====== Record list ======
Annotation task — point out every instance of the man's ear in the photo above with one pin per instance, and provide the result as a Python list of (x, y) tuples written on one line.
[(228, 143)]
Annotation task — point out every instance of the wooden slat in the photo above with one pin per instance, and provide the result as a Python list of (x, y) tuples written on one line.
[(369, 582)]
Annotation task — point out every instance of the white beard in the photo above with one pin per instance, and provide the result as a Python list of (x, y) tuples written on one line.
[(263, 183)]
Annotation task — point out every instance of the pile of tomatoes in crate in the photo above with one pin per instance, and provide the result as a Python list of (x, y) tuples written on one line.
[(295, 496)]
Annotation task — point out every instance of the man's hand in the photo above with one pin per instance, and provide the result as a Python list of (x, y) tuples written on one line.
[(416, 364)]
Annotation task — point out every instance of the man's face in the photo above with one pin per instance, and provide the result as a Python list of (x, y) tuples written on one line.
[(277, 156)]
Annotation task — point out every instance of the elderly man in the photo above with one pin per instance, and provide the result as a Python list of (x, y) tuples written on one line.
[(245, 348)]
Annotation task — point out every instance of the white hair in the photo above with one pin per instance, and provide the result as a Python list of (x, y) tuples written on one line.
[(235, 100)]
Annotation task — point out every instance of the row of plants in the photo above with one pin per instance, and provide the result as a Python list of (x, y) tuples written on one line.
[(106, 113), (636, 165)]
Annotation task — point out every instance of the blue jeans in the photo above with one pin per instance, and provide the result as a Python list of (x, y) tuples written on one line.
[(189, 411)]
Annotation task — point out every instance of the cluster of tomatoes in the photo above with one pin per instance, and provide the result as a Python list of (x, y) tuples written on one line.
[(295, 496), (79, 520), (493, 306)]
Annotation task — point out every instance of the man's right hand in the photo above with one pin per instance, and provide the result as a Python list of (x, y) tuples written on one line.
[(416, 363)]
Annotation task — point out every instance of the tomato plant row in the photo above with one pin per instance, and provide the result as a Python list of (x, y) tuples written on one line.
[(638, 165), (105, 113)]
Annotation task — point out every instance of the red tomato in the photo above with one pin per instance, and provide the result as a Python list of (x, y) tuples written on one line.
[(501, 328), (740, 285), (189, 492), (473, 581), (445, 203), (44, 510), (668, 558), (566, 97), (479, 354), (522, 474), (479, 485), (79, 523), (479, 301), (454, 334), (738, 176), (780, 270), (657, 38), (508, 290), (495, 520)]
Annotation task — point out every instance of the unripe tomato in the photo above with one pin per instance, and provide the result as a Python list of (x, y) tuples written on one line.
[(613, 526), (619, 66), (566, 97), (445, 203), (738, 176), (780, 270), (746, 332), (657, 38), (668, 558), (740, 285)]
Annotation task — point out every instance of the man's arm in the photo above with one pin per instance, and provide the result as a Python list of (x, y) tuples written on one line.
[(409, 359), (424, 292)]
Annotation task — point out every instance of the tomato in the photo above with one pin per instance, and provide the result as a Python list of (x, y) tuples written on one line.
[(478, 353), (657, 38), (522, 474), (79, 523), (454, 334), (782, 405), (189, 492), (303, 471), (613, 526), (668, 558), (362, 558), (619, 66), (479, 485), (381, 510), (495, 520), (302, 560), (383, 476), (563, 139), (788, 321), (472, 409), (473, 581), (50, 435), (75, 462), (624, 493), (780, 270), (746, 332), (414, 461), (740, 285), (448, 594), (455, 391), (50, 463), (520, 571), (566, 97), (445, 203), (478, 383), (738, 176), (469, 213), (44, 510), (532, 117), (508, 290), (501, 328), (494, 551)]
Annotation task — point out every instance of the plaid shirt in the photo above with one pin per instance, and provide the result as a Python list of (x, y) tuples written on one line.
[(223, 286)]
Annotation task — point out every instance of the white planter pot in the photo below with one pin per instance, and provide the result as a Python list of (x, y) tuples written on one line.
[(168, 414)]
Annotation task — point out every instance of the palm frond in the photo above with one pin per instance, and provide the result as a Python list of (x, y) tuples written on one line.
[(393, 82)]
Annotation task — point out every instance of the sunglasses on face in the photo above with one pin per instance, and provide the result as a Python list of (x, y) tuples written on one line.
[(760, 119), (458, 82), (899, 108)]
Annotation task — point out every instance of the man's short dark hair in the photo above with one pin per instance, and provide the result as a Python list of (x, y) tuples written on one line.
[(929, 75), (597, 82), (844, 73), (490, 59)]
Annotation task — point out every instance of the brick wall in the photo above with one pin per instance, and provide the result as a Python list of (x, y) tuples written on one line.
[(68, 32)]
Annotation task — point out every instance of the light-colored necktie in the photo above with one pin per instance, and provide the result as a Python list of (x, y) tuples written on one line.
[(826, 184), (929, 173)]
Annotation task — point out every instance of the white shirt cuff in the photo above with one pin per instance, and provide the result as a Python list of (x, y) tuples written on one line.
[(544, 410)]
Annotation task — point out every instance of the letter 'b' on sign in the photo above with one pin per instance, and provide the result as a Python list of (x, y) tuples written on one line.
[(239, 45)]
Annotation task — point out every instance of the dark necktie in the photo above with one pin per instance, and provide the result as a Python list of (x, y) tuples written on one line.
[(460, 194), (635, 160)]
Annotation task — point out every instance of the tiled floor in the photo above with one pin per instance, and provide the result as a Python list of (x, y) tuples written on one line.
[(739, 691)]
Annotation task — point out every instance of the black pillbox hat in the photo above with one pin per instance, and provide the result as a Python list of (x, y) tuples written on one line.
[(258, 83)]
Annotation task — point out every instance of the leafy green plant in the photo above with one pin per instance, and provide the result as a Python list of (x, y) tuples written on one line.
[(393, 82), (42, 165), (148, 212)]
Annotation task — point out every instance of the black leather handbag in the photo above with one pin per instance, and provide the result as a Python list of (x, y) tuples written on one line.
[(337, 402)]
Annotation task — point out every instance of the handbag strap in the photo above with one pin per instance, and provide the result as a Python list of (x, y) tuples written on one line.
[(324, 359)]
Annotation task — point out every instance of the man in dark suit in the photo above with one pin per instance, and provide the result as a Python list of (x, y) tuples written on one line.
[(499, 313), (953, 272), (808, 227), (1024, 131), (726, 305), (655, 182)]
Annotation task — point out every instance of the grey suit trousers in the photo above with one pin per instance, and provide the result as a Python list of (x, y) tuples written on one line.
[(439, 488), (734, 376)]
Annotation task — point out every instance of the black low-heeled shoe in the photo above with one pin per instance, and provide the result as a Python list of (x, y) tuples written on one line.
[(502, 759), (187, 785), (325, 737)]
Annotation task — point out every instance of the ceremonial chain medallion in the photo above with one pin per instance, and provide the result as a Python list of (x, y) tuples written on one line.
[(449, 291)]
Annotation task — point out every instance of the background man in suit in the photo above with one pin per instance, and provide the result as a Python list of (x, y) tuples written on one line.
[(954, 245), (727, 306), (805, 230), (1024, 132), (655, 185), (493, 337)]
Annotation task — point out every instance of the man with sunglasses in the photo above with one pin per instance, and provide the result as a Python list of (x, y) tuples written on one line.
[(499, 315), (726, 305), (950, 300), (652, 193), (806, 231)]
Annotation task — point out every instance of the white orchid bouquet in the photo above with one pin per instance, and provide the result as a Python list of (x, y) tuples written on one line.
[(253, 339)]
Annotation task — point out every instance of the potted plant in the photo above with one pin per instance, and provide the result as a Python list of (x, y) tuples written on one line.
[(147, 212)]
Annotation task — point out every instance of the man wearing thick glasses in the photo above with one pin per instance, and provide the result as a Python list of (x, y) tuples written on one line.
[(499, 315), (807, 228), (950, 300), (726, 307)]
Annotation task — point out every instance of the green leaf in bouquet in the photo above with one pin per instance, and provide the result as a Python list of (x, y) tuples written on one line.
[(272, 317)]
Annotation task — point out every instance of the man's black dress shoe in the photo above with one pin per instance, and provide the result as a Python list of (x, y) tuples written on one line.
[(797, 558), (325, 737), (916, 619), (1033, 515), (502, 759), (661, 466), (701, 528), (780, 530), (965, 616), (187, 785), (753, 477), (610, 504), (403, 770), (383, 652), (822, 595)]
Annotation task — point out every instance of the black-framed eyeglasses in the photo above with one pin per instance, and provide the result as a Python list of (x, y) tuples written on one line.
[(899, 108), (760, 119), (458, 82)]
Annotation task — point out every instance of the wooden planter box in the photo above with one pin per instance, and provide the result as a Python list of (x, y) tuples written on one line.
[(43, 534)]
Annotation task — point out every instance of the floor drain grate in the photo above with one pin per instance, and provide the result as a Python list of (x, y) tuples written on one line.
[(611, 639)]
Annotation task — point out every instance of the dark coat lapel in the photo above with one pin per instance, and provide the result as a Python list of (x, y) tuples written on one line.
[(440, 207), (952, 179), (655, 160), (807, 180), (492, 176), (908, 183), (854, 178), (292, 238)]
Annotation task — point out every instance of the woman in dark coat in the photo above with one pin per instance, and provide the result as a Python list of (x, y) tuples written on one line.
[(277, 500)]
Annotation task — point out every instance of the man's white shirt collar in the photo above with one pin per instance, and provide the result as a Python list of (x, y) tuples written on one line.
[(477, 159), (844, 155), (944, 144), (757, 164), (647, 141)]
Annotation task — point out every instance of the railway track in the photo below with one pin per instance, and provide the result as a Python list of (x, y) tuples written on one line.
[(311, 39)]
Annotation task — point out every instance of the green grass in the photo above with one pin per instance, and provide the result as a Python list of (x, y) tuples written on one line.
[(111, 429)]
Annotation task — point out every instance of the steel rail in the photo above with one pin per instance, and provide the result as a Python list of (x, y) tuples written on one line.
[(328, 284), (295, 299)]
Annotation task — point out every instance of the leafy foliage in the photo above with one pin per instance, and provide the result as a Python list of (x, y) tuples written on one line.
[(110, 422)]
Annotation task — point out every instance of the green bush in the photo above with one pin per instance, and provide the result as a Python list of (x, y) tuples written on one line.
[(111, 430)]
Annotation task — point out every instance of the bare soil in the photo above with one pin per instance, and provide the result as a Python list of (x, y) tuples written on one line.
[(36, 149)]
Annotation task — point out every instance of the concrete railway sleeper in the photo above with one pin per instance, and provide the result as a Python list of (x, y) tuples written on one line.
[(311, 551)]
======
■ Problem requirements ■
Add 74 to every number in the answer coordinates for the part of the rows that opens with the first line and closes with the line containing "[(416, 364)]", and write out every line of that part again. Repeat the requests unchanged and apply the addition only to the coordinates.

■ Correct result ■
Annotation task — point out every instance of the man's ear in the photo above with one pin per instance, and provide the result as a Python list of (x, y) tuples written on one line.
[(302, 217)]
Annotation task — point out every instance of the wooden slat in the photo above with one pin per instance, and provide the result as a Python list of (x, y) tuples written on one line.
[(443, 656)]
Annotation task — point out every instance of the white beard in the photo above with one pin per instance, and provide the result as a Python list of (x, y) tuples written on one line.
[(337, 257)]
Annotation task — point out every instance of the pile of tomatoes in crate in the photo above with one pin per instance, and provide the result as a Python list of (x, y) tuples written on one line.
[(369, 570)]
Annotation task — point out every instance of the man's hand in the photo above with one pin per instance, and provide the result as a Python list of (x, y) tuples written on one line.
[(490, 438)]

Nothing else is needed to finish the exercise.